┌──
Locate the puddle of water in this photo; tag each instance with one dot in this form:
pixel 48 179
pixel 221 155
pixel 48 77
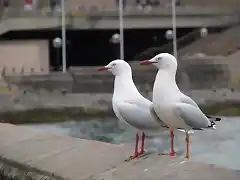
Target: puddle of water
pixel 216 147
└──
= Given exercise =
Render the listing above as a JSON list of strings, one string per line, with blank lines skipped and the pictures left out.

= The completed task =
[
  "Locate the puddle of water in this photo; tag each instance with one dot in this form:",
  "pixel 48 179",
  "pixel 221 155",
  "pixel 48 77",
  "Target: puddle of water",
  "pixel 216 147"
]